**What to work on**. Recast the listing below as a two-column Markdown table headed "No." and "Entry", with one row per nonblank line, numbered in order.

**Supplied records**.
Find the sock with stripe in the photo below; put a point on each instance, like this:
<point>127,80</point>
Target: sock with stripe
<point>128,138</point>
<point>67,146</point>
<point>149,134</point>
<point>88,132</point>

**Exercise result**.
| No. | Entry |
|---|---|
| 1 | Find the sock with stripe in the photo below; put a point on each instance, like this: |
| 2 | <point>127,80</point> |
| 3 | Target: sock with stripe |
| 4 | <point>128,138</point> |
| 5 | <point>67,146</point> |
| 6 | <point>149,134</point> |
| 7 | <point>88,132</point> |